## SUPPLIED PASSAGE
┌────────

Whatever the USA might have thought, no-one in Europe would have supported a first Strike. The Common Market and later EU was born out of desire of Western Europeans to have no more of the Franco - German etc wars that had cursed Western Europe for Generations. Apart from Channel Is, the UK hadn't been actually invaded since William Of Orange (which was more almost an invitation as few wanted James and Mary sort of Legitimised William), or really since the other William in 1066.
Hence Western Mainland Europe is more committed to EU than UK. The USA may see CM and then EU more as a bastion against Russia, but before Putin if Russia had applied to join? 

I think the Cold War had most support in USA and only secondarily in UK and Germany, less everywhere else. With re-unification Germany was more interested in integration than the Cold War, which petered out temporarily a year later. Now we have huge tension again with USSR Russia, except now many of Russia's critical Military suppliers (Military Steam Turbines for ships, Famous Antonov Aircraft works/Design) are in Independent Ukraine, who are now blocking all supplies to USSR Russia. Latvia (Riga) was a major Electronic Supplier. Whatever Pole might feel about German WWII, they don't have happy memories of Austro-Hungarian Empire, Czarist Russia (though a Czar gave them defacto independence), USSR etc. They very much prefer EU to USSR. So do many recent EU entrants. Latvia even joined Euro SINCE the recent Euro Crises.

*Learning from past: Napoleon, Hitler etc Vs Russia*
So No, attacking Russia would have been madness in 1945, any Cold War 1st Strike would have been madness. Right now is extremely problematic as one doesn't want to actually provoke Putin, but he's the scariest Russian leader since Stalin.  Where exactly is Putin going to stop?


----------



## BAYLOR (Aug 9, 2015)

└────────

## AIM OF THE TASK
Continue the forum thread on Europe, the Cold War and Russia from the point where it stops.

## ENTRIES
┌────────

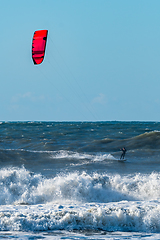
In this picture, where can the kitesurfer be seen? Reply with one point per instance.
(123, 152)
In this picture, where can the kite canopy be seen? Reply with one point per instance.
(39, 45)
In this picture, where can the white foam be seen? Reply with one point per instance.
(123, 216)
(17, 185)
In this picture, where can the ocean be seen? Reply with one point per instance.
(63, 180)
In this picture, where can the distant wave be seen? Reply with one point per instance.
(147, 140)
(17, 185)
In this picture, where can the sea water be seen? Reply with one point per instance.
(63, 180)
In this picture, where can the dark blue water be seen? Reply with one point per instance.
(65, 178)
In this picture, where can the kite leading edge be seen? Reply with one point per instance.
(39, 45)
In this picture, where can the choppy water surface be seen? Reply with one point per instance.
(64, 180)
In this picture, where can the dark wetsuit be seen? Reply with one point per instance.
(123, 153)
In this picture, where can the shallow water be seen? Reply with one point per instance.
(64, 181)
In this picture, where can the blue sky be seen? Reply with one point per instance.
(102, 60)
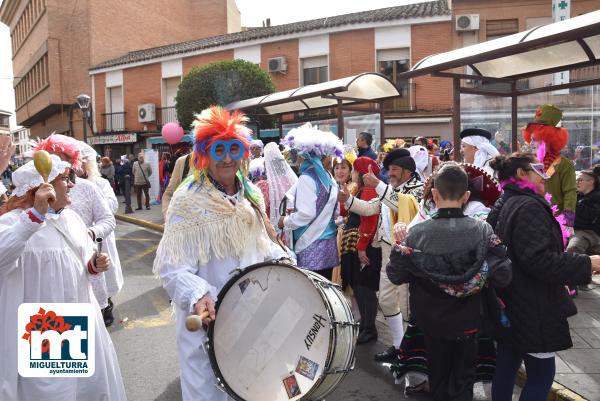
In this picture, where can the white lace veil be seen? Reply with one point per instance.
(280, 176)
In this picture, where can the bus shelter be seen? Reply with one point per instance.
(506, 66)
(352, 101)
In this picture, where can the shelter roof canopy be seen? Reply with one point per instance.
(560, 45)
(369, 86)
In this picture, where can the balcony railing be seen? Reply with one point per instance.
(405, 102)
(581, 74)
(113, 122)
(165, 115)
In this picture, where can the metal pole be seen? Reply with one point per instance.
(456, 118)
(84, 125)
(514, 117)
(381, 124)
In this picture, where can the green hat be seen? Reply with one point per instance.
(547, 114)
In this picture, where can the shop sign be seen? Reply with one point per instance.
(112, 139)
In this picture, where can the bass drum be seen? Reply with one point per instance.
(281, 333)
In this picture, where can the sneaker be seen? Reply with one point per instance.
(107, 314)
(367, 336)
(389, 355)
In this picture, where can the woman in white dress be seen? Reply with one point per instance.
(86, 200)
(43, 252)
(112, 280)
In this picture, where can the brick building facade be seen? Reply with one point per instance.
(387, 40)
(55, 42)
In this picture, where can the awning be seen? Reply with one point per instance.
(158, 140)
(559, 46)
(360, 88)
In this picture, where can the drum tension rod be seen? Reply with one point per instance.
(345, 324)
(337, 371)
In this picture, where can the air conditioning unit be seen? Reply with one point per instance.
(467, 22)
(277, 64)
(146, 112)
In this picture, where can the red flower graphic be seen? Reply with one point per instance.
(42, 322)
(538, 112)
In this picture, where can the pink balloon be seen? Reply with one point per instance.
(172, 133)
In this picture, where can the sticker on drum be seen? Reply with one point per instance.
(273, 320)
(291, 386)
(307, 368)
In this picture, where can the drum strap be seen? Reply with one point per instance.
(269, 228)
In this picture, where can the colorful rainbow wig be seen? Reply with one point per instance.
(57, 143)
(554, 138)
(211, 125)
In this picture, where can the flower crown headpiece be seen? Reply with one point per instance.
(57, 143)
(257, 168)
(309, 140)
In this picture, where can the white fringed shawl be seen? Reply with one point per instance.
(202, 223)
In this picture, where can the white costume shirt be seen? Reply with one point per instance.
(114, 276)
(37, 265)
(303, 196)
(89, 203)
(186, 283)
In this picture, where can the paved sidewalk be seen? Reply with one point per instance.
(577, 369)
(152, 218)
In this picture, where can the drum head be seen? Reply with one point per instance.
(271, 339)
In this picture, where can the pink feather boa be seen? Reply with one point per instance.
(539, 188)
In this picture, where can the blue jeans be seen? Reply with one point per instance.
(540, 375)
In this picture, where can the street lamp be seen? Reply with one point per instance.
(83, 101)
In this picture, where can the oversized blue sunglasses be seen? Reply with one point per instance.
(220, 149)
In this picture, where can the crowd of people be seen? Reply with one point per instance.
(473, 265)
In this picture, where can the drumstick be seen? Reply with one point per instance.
(194, 322)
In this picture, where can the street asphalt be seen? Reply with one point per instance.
(144, 335)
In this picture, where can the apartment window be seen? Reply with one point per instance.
(33, 82)
(392, 63)
(171, 86)
(26, 22)
(497, 28)
(114, 117)
(314, 70)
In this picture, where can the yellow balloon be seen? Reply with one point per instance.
(42, 163)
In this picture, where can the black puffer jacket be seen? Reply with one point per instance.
(587, 213)
(537, 303)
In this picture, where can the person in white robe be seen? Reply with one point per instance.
(47, 257)
(477, 149)
(110, 282)
(314, 199)
(215, 224)
(86, 200)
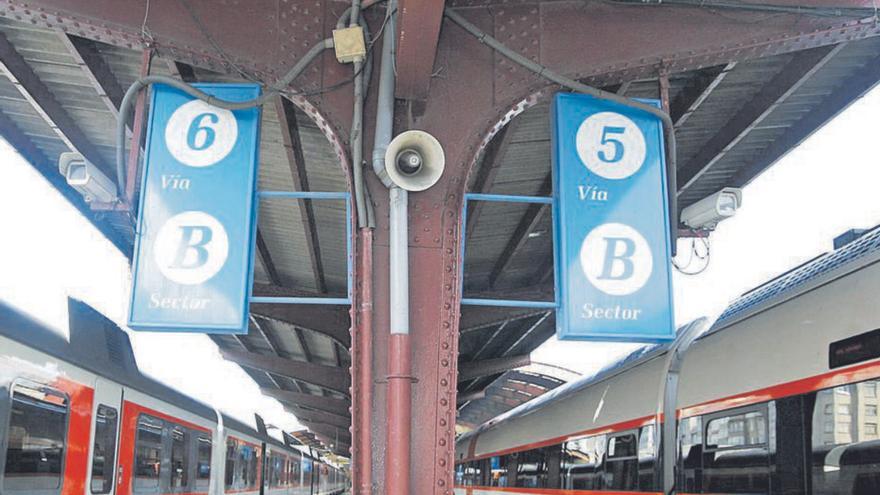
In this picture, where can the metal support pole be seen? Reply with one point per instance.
(137, 133)
(364, 461)
(397, 472)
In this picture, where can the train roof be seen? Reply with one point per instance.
(635, 358)
(862, 250)
(97, 345)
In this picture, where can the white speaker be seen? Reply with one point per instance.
(414, 160)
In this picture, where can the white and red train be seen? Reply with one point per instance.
(779, 396)
(79, 418)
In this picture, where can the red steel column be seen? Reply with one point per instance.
(399, 415)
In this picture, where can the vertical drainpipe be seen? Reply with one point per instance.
(399, 355)
(365, 397)
(399, 392)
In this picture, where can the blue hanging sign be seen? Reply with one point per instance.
(193, 265)
(611, 222)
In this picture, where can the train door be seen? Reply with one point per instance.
(105, 438)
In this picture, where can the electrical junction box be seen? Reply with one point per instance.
(349, 44)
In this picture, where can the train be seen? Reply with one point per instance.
(778, 396)
(77, 417)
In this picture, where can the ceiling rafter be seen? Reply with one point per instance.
(32, 88)
(329, 377)
(491, 165)
(696, 91)
(333, 405)
(97, 70)
(799, 69)
(296, 161)
(533, 215)
(476, 369)
(866, 79)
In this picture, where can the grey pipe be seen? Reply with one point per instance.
(385, 102)
(545, 72)
(666, 440)
(399, 260)
(143, 82)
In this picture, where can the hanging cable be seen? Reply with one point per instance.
(547, 73)
(146, 81)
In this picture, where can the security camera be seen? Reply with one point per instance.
(707, 212)
(86, 178)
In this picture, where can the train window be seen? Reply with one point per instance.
(621, 464)
(203, 467)
(36, 437)
(275, 470)
(846, 459)
(531, 469)
(148, 453)
(498, 467)
(231, 456)
(104, 450)
(582, 463)
(647, 450)
(736, 456)
(690, 449)
(179, 457)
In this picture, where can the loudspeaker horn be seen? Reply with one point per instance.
(414, 160)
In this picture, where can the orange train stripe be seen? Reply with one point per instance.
(831, 379)
(852, 374)
(128, 435)
(550, 491)
(79, 432)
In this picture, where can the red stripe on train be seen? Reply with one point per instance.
(549, 491)
(79, 432)
(831, 379)
(852, 374)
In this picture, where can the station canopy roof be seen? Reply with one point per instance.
(61, 92)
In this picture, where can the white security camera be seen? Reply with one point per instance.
(707, 212)
(86, 178)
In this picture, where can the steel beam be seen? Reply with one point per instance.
(696, 91)
(475, 318)
(266, 258)
(329, 377)
(331, 321)
(296, 161)
(837, 102)
(486, 367)
(97, 70)
(43, 101)
(462, 399)
(240, 339)
(319, 417)
(802, 65)
(329, 404)
(33, 155)
(418, 33)
(488, 170)
(332, 434)
(534, 326)
(534, 213)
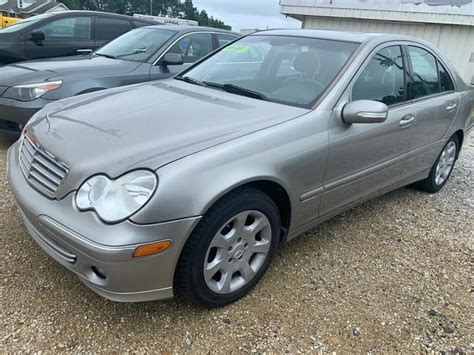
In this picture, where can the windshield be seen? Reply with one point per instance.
(290, 70)
(23, 24)
(137, 45)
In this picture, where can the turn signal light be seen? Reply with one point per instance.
(151, 249)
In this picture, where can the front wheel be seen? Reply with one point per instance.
(442, 168)
(230, 249)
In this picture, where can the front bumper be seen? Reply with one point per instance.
(100, 254)
(14, 114)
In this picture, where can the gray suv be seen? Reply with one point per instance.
(144, 54)
(188, 186)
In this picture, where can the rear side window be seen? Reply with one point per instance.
(425, 75)
(383, 79)
(445, 80)
(68, 28)
(109, 28)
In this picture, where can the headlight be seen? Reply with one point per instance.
(31, 92)
(116, 200)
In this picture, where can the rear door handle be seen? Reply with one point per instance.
(407, 121)
(450, 107)
(84, 51)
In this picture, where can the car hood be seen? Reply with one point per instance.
(146, 126)
(67, 67)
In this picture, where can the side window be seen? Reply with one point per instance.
(224, 39)
(425, 80)
(68, 28)
(193, 47)
(107, 28)
(383, 79)
(445, 79)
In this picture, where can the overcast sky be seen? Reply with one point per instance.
(247, 13)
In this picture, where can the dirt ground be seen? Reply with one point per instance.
(395, 274)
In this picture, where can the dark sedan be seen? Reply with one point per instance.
(62, 34)
(144, 54)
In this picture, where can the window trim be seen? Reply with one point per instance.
(406, 76)
(96, 23)
(92, 29)
(438, 60)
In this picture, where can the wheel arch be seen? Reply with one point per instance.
(275, 190)
(460, 136)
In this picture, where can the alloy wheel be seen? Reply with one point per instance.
(237, 252)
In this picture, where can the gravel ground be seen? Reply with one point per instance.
(395, 274)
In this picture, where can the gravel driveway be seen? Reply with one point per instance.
(394, 274)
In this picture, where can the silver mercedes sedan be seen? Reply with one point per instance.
(188, 186)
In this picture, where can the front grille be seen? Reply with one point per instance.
(41, 169)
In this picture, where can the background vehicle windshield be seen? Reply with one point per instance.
(24, 23)
(289, 70)
(137, 45)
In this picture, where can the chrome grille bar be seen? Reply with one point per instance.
(41, 169)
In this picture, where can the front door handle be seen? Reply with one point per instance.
(407, 120)
(84, 51)
(451, 107)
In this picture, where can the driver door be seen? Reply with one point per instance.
(63, 37)
(364, 159)
(191, 47)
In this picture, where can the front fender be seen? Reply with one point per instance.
(292, 154)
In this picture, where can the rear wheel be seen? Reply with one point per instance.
(230, 249)
(442, 168)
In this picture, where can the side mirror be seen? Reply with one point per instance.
(172, 59)
(38, 36)
(364, 111)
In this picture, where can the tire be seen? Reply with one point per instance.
(195, 265)
(432, 184)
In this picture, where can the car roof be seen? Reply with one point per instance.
(88, 12)
(183, 28)
(357, 37)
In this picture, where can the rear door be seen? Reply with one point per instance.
(365, 159)
(109, 28)
(63, 37)
(435, 103)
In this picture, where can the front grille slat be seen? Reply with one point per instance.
(47, 175)
(40, 168)
(61, 175)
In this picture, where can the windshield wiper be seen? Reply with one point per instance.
(238, 90)
(105, 55)
(190, 80)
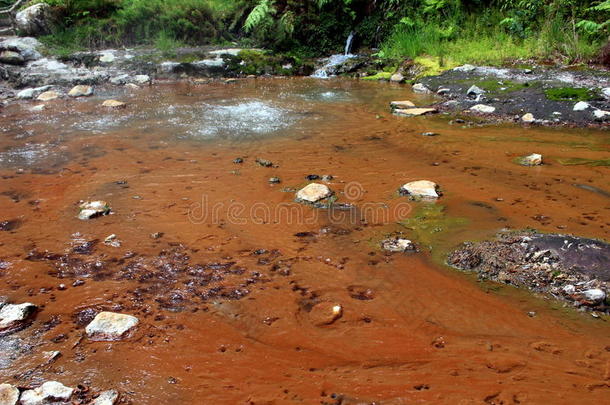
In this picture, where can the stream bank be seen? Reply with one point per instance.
(533, 95)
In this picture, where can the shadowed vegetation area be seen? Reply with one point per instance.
(450, 32)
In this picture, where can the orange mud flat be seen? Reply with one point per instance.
(246, 297)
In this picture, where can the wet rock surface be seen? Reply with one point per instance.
(9, 395)
(15, 316)
(568, 267)
(48, 393)
(110, 326)
(313, 193)
(511, 92)
(425, 189)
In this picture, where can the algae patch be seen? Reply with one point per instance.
(569, 94)
(431, 224)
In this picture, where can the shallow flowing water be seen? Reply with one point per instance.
(223, 269)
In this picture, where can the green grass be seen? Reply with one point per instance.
(464, 39)
(379, 76)
(569, 94)
(166, 25)
(493, 47)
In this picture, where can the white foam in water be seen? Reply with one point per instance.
(26, 155)
(239, 120)
(334, 60)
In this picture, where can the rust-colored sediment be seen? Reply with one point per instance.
(225, 298)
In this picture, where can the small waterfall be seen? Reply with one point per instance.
(333, 61)
(348, 43)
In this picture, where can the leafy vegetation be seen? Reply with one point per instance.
(569, 94)
(443, 32)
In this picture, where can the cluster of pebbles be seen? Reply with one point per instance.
(567, 267)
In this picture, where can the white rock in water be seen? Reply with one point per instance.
(529, 117)
(107, 57)
(38, 108)
(595, 295)
(534, 159)
(402, 104)
(114, 104)
(13, 314)
(92, 209)
(421, 188)
(581, 106)
(110, 326)
(106, 398)
(482, 108)
(397, 78)
(397, 245)
(35, 20)
(465, 68)
(313, 192)
(27, 47)
(325, 313)
(141, 79)
(48, 96)
(81, 91)
(121, 79)
(474, 91)
(48, 393)
(27, 94)
(9, 395)
(601, 114)
(414, 112)
(420, 88)
(11, 58)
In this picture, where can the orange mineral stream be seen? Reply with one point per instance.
(230, 278)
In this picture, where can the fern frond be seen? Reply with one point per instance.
(261, 14)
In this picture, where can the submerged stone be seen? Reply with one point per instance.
(534, 159)
(47, 393)
(27, 94)
(48, 96)
(9, 395)
(397, 78)
(313, 192)
(483, 108)
(565, 266)
(474, 91)
(106, 398)
(14, 316)
(601, 115)
(11, 58)
(402, 104)
(581, 106)
(81, 91)
(114, 104)
(110, 326)
(414, 112)
(92, 209)
(264, 162)
(141, 79)
(420, 88)
(397, 245)
(325, 313)
(529, 117)
(420, 188)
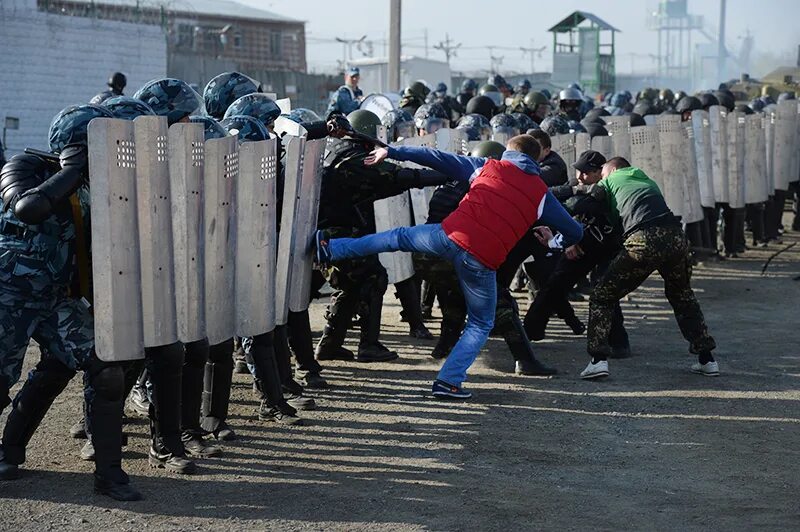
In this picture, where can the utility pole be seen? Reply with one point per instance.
(394, 45)
(447, 48)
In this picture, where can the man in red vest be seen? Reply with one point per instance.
(505, 199)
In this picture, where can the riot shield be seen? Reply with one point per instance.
(186, 163)
(256, 238)
(619, 127)
(692, 206)
(755, 167)
(117, 280)
(718, 136)
(155, 231)
(736, 169)
(702, 148)
(645, 152)
(673, 161)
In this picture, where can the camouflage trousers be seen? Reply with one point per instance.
(662, 249)
(62, 326)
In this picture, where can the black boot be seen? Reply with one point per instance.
(217, 391)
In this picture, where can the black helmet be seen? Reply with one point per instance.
(225, 89)
(117, 81)
(211, 128)
(172, 98)
(246, 128)
(70, 125)
(430, 117)
(481, 105)
(127, 108)
(399, 124)
(554, 125)
(365, 122)
(488, 149)
(688, 104)
(258, 105)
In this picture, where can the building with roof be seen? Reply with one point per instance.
(222, 30)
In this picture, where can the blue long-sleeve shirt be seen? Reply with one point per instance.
(466, 168)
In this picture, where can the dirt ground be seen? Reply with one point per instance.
(651, 448)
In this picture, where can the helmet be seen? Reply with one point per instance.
(301, 115)
(481, 105)
(225, 89)
(469, 85)
(258, 105)
(127, 108)
(418, 89)
(365, 122)
(399, 124)
(570, 94)
(554, 125)
(70, 125)
(535, 99)
(211, 128)
(117, 81)
(488, 149)
(172, 98)
(688, 104)
(430, 117)
(576, 127)
(524, 122)
(707, 100)
(245, 127)
(479, 122)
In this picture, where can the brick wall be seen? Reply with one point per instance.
(51, 61)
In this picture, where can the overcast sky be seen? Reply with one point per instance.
(477, 24)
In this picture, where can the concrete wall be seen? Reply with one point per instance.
(51, 61)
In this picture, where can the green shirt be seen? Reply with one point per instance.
(635, 200)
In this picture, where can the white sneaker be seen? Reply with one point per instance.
(593, 371)
(709, 369)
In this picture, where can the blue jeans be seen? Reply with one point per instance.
(476, 280)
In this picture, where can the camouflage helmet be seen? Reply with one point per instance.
(554, 125)
(211, 128)
(127, 108)
(258, 105)
(225, 89)
(365, 122)
(246, 128)
(399, 124)
(535, 99)
(172, 98)
(488, 149)
(70, 125)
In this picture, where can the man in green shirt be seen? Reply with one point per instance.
(654, 241)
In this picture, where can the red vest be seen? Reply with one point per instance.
(503, 202)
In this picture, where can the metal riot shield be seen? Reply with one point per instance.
(785, 144)
(221, 174)
(604, 145)
(645, 153)
(718, 135)
(673, 161)
(186, 163)
(736, 169)
(155, 231)
(256, 238)
(117, 280)
(305, 224)
(692, 206)
(755, 166)
(701, 130)
(619, 127)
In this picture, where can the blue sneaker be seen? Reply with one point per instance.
(323, 253)
(442, 390)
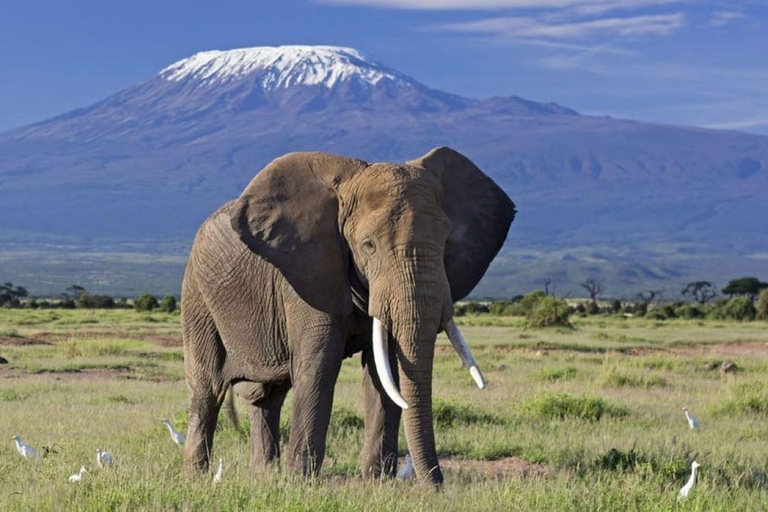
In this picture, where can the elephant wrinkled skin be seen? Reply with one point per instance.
(283, 283)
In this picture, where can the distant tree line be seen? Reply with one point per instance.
(77, 297)
(747, 300)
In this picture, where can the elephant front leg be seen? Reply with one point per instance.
(382, 421)
(265, 426)
(314, 374)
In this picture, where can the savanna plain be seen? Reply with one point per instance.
(585, 418)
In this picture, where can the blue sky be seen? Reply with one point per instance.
(701, 63)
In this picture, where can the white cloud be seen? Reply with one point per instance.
(721, 18)
(585, 6)
(520, 27)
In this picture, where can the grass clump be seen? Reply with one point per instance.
(562, 406)
(447, 414)
(556, 374)
(613, 377)
(746, 398)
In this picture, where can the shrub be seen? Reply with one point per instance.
(146, 302)
(690, 312)
(549, 312)
(562, 406)
(168, 304)
(740, 308)
(762, 305)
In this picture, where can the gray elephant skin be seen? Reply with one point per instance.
(321, 257)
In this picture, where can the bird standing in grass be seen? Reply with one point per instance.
(217, 476)
(78, 476)
(686, 490)
(104, 459)
(406, 472)
(24, 450)
(692, 422)
(176, 436)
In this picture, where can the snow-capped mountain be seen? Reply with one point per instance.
(283, 67)
(151, 161)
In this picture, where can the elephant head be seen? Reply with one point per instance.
(407, 240)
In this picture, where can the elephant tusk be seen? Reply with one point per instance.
(381, 358)
(461, 347)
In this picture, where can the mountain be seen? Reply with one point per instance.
(640, 205)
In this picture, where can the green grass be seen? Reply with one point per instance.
(592, 415)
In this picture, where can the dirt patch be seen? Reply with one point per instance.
(747, 349)
(498, 468)
(165, 341)
(20, 341)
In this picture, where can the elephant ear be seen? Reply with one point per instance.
(288, 215)
(480, 213)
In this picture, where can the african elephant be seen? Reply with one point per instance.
(320, 257)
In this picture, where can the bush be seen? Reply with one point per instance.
(740, 308)
(762, 305)
(549, 312)
(86, 301)
(690, 312)
(146, 302)
(168, 304)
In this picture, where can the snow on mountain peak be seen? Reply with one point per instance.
(280, 67)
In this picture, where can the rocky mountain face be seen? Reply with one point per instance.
(638, 204)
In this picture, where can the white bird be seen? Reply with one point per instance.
(406, 472)
(217, 476)
(692, 422)
(104, 459)
(78, 476)
(24, 450)
(691, 482)
(176, 436)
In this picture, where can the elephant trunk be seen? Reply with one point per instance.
(419, 306)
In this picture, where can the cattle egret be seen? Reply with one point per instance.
(104, 459)
(24, 450)
(78, 476)
(176, 437)
(406, 472)
(692, 422)
(691, 482)
(217, 476)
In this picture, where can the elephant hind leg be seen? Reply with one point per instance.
(204, 357)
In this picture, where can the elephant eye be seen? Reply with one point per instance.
(368, 247)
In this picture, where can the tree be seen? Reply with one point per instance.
(76, 291)
(594, 289)
(748, 286)
(700, 291)
(146, 302)
(10, 295)
(168, 304)
(646, 298)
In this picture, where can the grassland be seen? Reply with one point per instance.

└────────

## ANSWER FOR THE TASK
Foxbat said:


> The Ilyushin IL2 ground attack aircraft with a total of 42330 was the single most produced aircraft in aviation history. It was used _en masse_ to devastating effect at the battle of Kursk against infantry and armoured targets. I doubt if there would have been enough Spitfires or Mustangs to deal with these and, as I said, the T34 would be reduced to exploiting gaps. The IS2 and IS3 were massive beasts that outgunned even the Super-Pershing with its 90mm gun. With an infantry ratio of 4:1 and a tank ratio of 2:1 in Soviet favour, even an uprising by eastern european nations (already devastated by war) wouldn't have had much impact.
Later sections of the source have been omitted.